* DIRECTIVE: Show each line of the records below that contains the string "green".

* MATERIAL SHOWN:
======

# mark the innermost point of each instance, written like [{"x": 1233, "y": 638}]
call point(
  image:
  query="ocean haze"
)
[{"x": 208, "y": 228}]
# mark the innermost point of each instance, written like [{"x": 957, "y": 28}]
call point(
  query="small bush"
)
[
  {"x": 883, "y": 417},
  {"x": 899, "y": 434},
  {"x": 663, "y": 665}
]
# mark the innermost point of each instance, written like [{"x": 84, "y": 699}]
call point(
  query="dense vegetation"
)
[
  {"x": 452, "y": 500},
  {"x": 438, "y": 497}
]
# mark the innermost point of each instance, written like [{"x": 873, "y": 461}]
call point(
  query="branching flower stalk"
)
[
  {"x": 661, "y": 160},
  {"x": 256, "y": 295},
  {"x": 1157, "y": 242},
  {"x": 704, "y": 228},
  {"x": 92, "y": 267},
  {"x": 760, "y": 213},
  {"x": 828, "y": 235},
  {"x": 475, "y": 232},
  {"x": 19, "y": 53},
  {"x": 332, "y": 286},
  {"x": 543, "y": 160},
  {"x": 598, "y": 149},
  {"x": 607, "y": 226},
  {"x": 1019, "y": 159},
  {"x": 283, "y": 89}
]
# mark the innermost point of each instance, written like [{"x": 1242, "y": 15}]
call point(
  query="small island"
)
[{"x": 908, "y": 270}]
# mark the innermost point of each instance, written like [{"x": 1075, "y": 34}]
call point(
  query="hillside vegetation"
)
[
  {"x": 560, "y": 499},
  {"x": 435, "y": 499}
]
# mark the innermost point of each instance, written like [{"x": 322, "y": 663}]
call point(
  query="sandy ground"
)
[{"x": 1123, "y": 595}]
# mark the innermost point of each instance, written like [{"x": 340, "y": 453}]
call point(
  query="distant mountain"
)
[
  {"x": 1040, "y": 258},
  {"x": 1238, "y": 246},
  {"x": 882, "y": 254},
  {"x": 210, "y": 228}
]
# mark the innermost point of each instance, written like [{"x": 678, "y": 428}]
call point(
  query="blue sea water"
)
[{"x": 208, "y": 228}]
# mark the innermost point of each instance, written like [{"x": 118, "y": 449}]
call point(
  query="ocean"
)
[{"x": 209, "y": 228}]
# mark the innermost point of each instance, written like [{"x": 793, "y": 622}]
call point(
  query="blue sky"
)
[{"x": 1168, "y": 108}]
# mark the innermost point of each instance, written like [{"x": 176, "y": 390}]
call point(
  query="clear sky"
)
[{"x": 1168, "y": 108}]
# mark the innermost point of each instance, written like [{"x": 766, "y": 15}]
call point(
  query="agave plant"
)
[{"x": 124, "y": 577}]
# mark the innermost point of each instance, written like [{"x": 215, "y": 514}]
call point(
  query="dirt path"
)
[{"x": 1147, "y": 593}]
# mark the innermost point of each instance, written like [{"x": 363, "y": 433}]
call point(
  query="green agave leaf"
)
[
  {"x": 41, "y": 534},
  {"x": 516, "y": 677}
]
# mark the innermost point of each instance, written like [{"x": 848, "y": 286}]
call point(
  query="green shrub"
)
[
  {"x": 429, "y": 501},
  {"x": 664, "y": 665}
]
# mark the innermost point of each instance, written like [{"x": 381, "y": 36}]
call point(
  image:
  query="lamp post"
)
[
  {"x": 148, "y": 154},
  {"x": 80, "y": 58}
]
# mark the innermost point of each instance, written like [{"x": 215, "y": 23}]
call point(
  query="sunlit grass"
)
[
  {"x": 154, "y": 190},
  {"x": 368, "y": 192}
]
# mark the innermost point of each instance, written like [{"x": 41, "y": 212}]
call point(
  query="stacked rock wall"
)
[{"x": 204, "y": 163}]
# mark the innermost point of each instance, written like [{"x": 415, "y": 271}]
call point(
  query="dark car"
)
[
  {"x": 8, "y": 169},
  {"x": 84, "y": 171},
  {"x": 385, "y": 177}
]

======

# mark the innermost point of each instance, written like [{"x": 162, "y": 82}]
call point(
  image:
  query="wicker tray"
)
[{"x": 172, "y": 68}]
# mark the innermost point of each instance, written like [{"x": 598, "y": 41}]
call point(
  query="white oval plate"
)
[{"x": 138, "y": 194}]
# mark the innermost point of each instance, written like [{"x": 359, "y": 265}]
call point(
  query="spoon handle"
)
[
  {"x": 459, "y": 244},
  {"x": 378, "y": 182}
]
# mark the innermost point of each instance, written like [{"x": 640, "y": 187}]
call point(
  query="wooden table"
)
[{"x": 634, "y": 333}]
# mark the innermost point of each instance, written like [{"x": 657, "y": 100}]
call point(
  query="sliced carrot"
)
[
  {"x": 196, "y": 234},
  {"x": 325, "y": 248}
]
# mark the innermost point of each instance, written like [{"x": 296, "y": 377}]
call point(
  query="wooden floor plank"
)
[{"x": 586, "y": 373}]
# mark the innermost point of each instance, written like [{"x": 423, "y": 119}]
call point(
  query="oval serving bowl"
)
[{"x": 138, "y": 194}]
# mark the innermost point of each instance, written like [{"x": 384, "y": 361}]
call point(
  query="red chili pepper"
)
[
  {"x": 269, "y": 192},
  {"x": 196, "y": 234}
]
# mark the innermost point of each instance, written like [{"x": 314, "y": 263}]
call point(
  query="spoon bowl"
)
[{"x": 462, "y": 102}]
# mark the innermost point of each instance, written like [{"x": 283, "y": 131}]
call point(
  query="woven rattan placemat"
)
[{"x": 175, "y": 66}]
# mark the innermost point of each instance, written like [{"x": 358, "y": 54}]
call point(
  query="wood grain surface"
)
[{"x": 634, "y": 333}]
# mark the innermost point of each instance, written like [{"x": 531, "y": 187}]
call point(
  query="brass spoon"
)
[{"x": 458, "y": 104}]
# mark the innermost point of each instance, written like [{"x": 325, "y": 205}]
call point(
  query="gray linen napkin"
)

======

* FINISHED EXERCISE:
  query="green agave leaf"
  query="green shrub"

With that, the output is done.